_What you have to do_.
Please count the lines in the entries below that contain the word "house", and give only that number.

_Lines of data_.
Begin
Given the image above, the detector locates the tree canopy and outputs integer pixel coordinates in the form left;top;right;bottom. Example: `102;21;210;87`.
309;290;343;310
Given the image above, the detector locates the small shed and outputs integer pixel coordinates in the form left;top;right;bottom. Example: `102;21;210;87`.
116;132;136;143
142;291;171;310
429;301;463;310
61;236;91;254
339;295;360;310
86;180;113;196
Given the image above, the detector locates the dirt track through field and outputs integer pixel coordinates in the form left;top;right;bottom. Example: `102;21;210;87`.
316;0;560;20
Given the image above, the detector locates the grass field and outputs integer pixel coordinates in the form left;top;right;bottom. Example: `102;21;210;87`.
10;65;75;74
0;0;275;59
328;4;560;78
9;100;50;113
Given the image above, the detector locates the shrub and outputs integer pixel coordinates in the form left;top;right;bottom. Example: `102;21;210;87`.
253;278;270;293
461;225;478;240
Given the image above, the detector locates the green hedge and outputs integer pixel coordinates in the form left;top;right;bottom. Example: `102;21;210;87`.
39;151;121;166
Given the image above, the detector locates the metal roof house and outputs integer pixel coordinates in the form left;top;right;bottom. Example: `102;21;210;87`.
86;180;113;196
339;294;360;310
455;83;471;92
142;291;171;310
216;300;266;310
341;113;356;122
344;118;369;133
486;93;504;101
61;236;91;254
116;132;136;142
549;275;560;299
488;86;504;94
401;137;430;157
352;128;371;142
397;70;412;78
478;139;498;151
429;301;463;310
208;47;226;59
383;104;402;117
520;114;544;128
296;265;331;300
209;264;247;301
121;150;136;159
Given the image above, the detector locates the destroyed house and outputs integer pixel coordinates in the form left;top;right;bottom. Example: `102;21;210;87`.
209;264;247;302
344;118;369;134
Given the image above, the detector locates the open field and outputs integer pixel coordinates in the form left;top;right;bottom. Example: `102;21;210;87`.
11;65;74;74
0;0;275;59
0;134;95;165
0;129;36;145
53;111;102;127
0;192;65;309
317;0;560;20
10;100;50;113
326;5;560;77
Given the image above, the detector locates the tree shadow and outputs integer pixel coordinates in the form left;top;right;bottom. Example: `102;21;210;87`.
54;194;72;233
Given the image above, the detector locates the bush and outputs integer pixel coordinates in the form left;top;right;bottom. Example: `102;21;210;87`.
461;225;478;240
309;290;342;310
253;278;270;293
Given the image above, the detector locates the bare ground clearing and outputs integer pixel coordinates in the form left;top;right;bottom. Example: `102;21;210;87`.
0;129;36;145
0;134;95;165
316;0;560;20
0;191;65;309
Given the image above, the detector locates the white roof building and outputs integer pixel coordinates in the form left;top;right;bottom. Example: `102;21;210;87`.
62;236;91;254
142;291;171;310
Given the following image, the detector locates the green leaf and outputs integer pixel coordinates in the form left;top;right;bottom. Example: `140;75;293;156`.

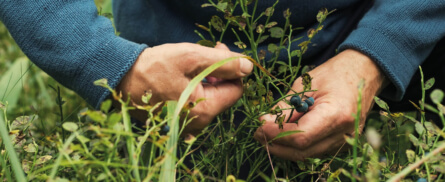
End
_Task output_.
2